**Aim of the task:** Each line of the data below that contains "window" must be copied.

[Referring expression pointing data]
== Segment start ==

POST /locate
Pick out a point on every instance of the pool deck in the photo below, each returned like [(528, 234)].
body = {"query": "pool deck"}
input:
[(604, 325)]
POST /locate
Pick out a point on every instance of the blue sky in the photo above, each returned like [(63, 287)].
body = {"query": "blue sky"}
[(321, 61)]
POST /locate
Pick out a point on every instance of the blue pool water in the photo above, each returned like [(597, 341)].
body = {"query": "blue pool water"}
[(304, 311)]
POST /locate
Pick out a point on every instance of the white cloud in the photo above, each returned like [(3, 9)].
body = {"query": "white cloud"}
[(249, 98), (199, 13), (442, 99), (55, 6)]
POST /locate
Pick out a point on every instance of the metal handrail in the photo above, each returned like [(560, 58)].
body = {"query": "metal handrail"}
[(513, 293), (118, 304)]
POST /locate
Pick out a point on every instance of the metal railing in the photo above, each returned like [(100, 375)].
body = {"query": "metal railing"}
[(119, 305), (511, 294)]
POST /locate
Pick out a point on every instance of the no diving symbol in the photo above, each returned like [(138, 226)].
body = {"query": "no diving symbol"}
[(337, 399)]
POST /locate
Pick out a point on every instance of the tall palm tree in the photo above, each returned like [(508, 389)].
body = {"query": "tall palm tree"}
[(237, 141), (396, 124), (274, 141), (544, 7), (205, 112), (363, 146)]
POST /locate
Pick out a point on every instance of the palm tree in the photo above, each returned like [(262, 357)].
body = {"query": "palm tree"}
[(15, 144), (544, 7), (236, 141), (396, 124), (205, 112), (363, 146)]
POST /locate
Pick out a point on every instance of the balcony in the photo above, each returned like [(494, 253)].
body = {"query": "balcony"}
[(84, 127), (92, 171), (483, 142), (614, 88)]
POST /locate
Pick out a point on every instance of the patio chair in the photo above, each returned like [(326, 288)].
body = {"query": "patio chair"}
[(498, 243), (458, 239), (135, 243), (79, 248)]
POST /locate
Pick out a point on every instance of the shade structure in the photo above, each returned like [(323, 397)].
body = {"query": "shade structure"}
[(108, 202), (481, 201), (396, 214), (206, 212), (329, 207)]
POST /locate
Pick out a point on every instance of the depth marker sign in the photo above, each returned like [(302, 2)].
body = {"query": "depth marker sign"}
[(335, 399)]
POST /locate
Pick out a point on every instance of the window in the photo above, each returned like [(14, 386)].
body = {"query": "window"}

== Segment end ==

**Your solution:**
Pick out a point on every instance of the window in the photo above, each returned like [(14, 386)].
body = {"query": "window"}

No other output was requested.